_Text extract_
Collect, Commit, Expand: an Efficient Strategy for Column Subset Selection on Extremely Wide Matrices
Robin Armstrong, Anil Damle
Abstract
The column subset selection problem (CSSP) appears in a remarkably wide range of applications. For example, point selection problems that arise in model order reduction [5], computational chemistry [7], spectral clustering [8], low-rank approximation [6, 13], and Gaussian process regression [15] can all be treated as instances of CSSP. Given a matrix \(A \in \mathbb {R}^{m \times n}\) and a target rank \(k \leq \min \{ m,\, n \}\), CSSP seeks to find a set of \(k\) columns from \(A\) that are “highly linearly independent.” A more formal statement, using the framework of rank-revealing QR factorizations [4, 11, 12], is that algorithms for CSSP produce an index set \(S \in [n]^k\) satisfying
\(\seteqnumber{0}{}{0}\)\begin{equation} \sigma _\mathrm {min}(A(:,S)) \geq \frac {\max _{J \in [n]^k} \sigma _\mathrm {min}(A(:,J))}{q(n,\, k)} \label {eqn:cssp_statement} \end{equation}
for some low-degree bivariate polynomial \(q\). The Golub-Businger algorithm [3], which uses alternating column pivots and Householder reflections to compute a column-pivoted QR (CPQR) factorization \(A\Pi = QR\), is widely used for this problem. After running this algorithm, choosing \(A(:,S) = A\Pi (:,1:k)\) results in an \(S\) which does not provably satisfy (1), but which nearly always brings \(\sigma _\mathrm {min}(A(:,S))\) reasonably close to its maximum.

_What to do_
Reproduce the abstract on column subset selection in full, word for word.

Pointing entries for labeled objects
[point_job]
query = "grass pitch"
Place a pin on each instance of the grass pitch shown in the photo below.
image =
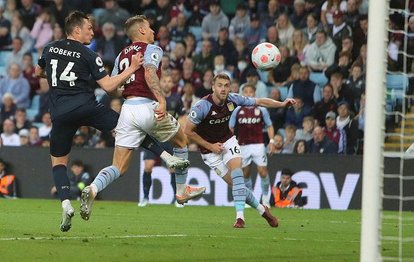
(121, 231)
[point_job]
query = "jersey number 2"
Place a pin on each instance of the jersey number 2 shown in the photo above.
(66, 74)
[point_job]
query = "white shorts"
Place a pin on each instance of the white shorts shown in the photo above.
(255, 152)
(137, 119)
(218, 162)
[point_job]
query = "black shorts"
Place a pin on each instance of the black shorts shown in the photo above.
(65, 126)
(167, 146)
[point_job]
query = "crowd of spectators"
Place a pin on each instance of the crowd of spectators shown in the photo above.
(323, 64)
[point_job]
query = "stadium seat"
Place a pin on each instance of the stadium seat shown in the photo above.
(34, 108)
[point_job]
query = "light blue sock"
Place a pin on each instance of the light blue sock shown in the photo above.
(105, 177)
(181, 174)
(248, 182)
(239, 189)
(251, 200)
(265, 185)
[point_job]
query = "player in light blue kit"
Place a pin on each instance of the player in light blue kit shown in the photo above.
(208, 126)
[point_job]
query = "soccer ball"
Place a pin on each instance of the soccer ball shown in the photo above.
(265, 56)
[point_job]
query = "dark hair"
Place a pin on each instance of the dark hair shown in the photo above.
(74, 19)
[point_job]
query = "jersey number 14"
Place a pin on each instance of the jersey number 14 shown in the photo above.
(66, 74)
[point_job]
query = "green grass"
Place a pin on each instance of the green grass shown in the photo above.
(120, 231)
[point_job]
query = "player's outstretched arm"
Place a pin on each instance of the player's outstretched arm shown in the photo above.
(267, 102)
(189, 130)
(110, 84)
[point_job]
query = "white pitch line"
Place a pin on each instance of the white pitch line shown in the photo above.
(95, 237)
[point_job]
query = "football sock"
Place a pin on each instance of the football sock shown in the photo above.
(62, 183)
(248, 182)
(265, 185)
(181, 174)
(152, 145)
(239, 190)
(174, 186)
(147, 182)
(105, 177)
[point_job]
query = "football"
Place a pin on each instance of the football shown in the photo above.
(265, 56)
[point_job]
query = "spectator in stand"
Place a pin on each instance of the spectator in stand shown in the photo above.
(253, 79)
(349, 126)
(279, 75)
(312, 26)
(5, 37)
(42, 31)
(189, 75)
(204, 60)
(278, 144)
(15, 84)
(223, 46)
(191, 43)
(188, 98)
(29, 74)
(43, 100)
(19, 30)
(16, 55)
(289, 143)
(336, 135)
(255, 33)
(272, 36)
(356, 82)
(45, 129)
(321, 108)
(320, 144)
(305, 133)
(286, 193)
(340, 29)
(298, 17)
(114, 14)
(179, 32)
(177, 56)
(34, 138)
(300, 147)
(296, 113)
(20, 120)
(284, 28)
(341, 91)
(360, 35)
(321, 54)
(273, 11)
(24, 137)
(29, 12)
(205, 88)
(277, 115)
(109, 45)
(8, 107)
(9, 136)
(215, 20)
(60, 10)
(327, 10)
(239, 23)
(305, 89)
(298, 45)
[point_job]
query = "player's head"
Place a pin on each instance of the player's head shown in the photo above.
(221, 86)
(166, 83)
(138, 28)
(249, 90)
(78, 27)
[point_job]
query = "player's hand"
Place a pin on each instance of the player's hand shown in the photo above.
(289, 102)
(160, 111)
(137, 60)
(217, 148)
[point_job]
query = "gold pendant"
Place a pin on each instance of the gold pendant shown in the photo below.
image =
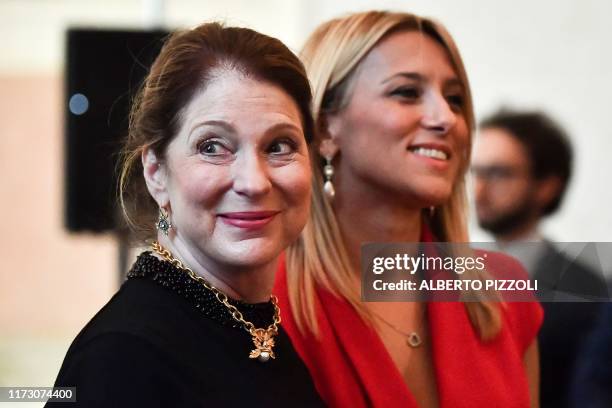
(264, 342)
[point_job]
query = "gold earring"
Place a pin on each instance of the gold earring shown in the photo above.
(163, 221)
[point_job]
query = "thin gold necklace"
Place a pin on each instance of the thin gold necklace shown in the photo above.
(263, 339)
(413, 339)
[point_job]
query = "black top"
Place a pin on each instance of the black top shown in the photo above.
(165, 341)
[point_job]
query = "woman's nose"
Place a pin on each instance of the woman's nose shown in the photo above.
(250, 175)
(438, 115)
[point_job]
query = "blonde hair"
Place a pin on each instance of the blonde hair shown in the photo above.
(331, 56)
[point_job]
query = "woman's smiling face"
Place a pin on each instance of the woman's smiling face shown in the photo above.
(236, 178)
(403, 133)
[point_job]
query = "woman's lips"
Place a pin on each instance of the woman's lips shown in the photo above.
(248, 219)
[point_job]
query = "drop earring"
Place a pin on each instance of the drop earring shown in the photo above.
(328, 172)
(163, 221)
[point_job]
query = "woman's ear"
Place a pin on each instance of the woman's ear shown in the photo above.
(328, 132)
(156, 177)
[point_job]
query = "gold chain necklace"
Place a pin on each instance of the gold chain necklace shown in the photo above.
(263, 339)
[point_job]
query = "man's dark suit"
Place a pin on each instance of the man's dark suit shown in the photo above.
(566, 324)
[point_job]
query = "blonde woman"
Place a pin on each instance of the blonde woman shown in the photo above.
(394, 115)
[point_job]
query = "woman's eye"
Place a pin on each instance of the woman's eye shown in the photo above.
(407, 92)
(456, 101)
(282, 147)
(212, 148)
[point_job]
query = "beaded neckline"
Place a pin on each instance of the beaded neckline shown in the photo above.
(170, 277)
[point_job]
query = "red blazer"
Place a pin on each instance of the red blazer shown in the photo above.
(352, 368)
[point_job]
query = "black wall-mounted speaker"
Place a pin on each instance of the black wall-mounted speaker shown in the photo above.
(104, 69)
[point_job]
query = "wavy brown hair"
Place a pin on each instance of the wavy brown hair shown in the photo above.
(188, 61)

_Task response_
Collect, Commit, Expand: an Efficient Strategy for Column Subset Selection on Extremely Wide Matrices
Robin Armstrong, Anil Damle
Abstract
The column subset selection problem (CSSP) appears in a remarkably wide range of applications. For example, point selection problems that arise in model order reduction [5], computational chemistry [7], spectral clustering [8], low-rank approximation [6, 13], and Gaussian process regression [15] can all be treated as instances of CSSP. Given a matrix \(A \in \mathbb {R}^{m \times n}\) and a target rank \(k \leq \min \{ m,\, n \}\), CSSP seeks to find a set of \(k\) columns from \(A\) that are “highly linearly independent.” A more formal statement, using the framework of rank-revealing QR factorizations [4, 11, 12], is that algorithms for CSSP produce an index set \(S \in [n]^k\) satisfying
\(\seteqnumber{0}{}{0}\)\begin{equation} \sigma _\mathrm {min}(A(:,S)) \geq \frac {\max _{J \in [n]^k} \sigma _\mathrm {min}(A(:,J))}{q(n,\, k)} \label {eqn:cssp_statement} \end{equation}
for some low-degree bivariate polynomial \(q\). The Golub-Businger algorithm [3], which uses alternating column pivots and Householder reflections to compute a column-pivoted QR (CPQR) factorization \(A\Pi = QR\), is widely used for this problem. After running this algorithm, choosing \(A(:,S) = A\Pi (:,1:k)\) results in an \(S\) which does not provably satisfy (1), but which nearly always brings \(\sigma _\mathrm {min}(A(:,S))\) reasonably close to its maximum.